● **CONSEGNA 1**
Rispondi alle seguenti domande sul testo dedicato alla biografia filosofica di Deleuze, una per riga:
(a) Quanti capitoli compongono il libro di Domenicali e Vignola?
(b) Quale editore ha pubblicato il libro e in che anno?
(c) Secondo quale principio spinoziano i due autori provano a rispondere?
● **CONSEGNA 2**
Riassumi in due frasi il testo dedicato alla biografia filosofica di Deleuze.
● **CONSEGNA 3**
Riprendi il testo sulla biografia filosofica di Deleuze e proseguilo dal punto in cui si interrompe.

● **TESTO FORNITO**
M. Schwob, Vite immaginarie

Che cos’è una biografia filosofica? Leggendo Deleuze. Filosofia di una vita (Carocci, 2023), di Filippo Domenicali e Paolo Vignola, verrebbe da pensare a una tecnica pittorica. Delineare il profilo, individuare le caratteristiche fondamentali della postura, mettere a fuoco i dettagli del volto, rappresentare le inclinazioni: la prossimità tra ritratto e biografia è un noto topos letterario. Una tavolozza composta da dodici capitoli, dodici colori, con i quali i due filosofi tracciano le linee del pensiero deleuziano, senza conoscere, come il Paolo Uccello di Schwob, «la gioia di limitarsi all’individuo»1. Senza concedersi il lusso del punto, Domenicali e Vignola seminano articoli indeterminativi e creano giochi di specchi.

Deleuze prima, e oltre, Deleuze

La prima sezione mette già il lettore in guardia: una ricognizione cronologica degli eventi della vita di Deleuze è possibile solo a condizione di affermare che c’è sempre un Deleuze prima di Deleuze. C’è il Deleuze studente dietro al Deleuze che, con sguardo retrospettivo, afferma che la propria opera può essere divisa in tre periodi; c’è il Deleuze nella Francia del suo tempo prima di quello contemporaneo a Domenicali e Vignola; c’è il Deleuze nietzschiano prima del Deleuze con Guattari; c’è il Deleuze italiano prima di Deleuze. Filosofia di una vita. La tela non è mai bianca2. Occorre allora che una biografia filosofica sia prima di tutto un metodo di indagine e di interpretazione che non ceda alla tentazione di dedurre il pensiero dalle rughe di un volto, né di imputare al primo i segni sul secondo. Ma se una biografia filosofica non si rivolge propriamente alla biografia per dedurre da quella la filosofia del suo autore, a cosa guarda nel suo incedere e in che modo fa sì che l’aspetto biografico ne sia parte? Giocando con un noto passaggio di Differenza e ripetizione: cosa significa immaginare un Deleuze filosoficamente corrucciato? Domenicali e Vignola provano a rispondere secondo il principio spinoziano di derivazione degli effetti dalle cause: per capire il «decentramento funzionale»3 che gli autori attraversati dallo sguardo di Deleuze subiscono, occorre innanzitutto individuare i problemi posti dallo stesso Deleuze.

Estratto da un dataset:
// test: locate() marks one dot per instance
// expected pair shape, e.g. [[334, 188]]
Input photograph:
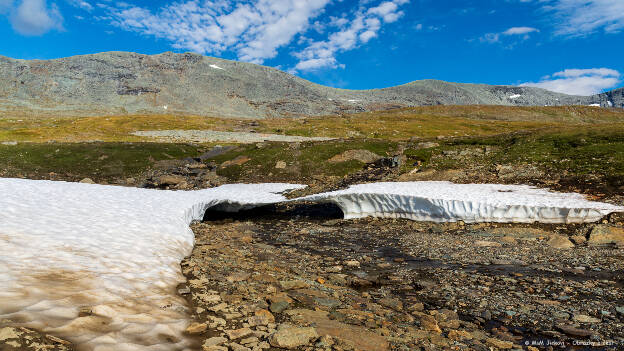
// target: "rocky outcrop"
[[123, 82]]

● **SOLUZIONE 1**
(a) Dodici capitoli.
(b) Carocci, nel 2023.
(c) Il principio di derivazione degli effetti dalle cause.

● **SOLUZIONE 2**
In "Deleuze. Filosofia di una vita" Filippo Domenicali e Paolo Vignola tracciano le linee del pensiero deleuziano in dodici capitoli, accostando la biografia al ritratto. Poiché c'è sempre un Deleuze prima di Deleuze, una biografia filosofica deve essere innanzitutto un metodo di indagine che non deduca il pensiero dalla vita, e gli autori partono dall'individuare i problemi posti dallo stesso Deleuze.

● **SOLUZIONE 3**
Nel problema filosofico infatti, vita e opera si intrecciano: «la grande lotta della filosofia»4 si apprezza tra le pagine del trittico del 1968-69 e nei sassolini bianchi raccolti contro i fascisti che attaccano in rue Pasteur. I dibattiti del tempo, le correnti storiografiche, il clima intellettuale e politico, il contesto accademico diventano significativi, anche se non per questo parlanti, per capire per quale ragione alcuni temi vengono introdotti «brutalmente» negli autori che Deleuze legge. Si tratta di un gioco di vuoti e pieni: la differenza in Bergson con e oltre Hyppolite, un Sacher-Masoch all’ombra di Sade, quel Nietzsche che tutto contamina, un buco di otto anni nella scrittura e un altro nel polmone. Punti notevoli di un grafico di funzione, gli episodi biografici qui raccolti sfuggono alla trappola del rappresentativo, che l’immagine del ritratto implica, per delineare i tratti del divenire-Deleuze, dell’esercizio reale del suo pensiero attraverso i testi. Pregio assoluto del volume è proprio quello di non raccontare Deleuze l’esemplare, Deleuze l’irraggiungibile della teoresi, Deleuze l’eccentrico travestito da ordinario professore, bensì il Deleuze lettore, il Deleuze che legge enunciati, segni e persino immagini5. Il pacato corrucciamento con il quale Deleuze accoglie chi si appresta alla lettura di Deleuze. Filosofia di una vita, suggerisce allora con la stessa intensità, al novizio della sua opera e allo studioso navigato, che corrucciarsi significa in primo luogo concentrare su di sé gli effetti del gesto filosofico altrui tramite la lettura, lasciarsi attraversare dalla potenza di quell’impersonale che sopravvive a chi lo enuncia per lasciar affiorare, in forma di incisione sul corpo, il non detto che lo muove, e rilanciare, proprio a partire da quell’incontro, il pensiero.

L’impresa collettiva Deleuze & Guattari (D&G)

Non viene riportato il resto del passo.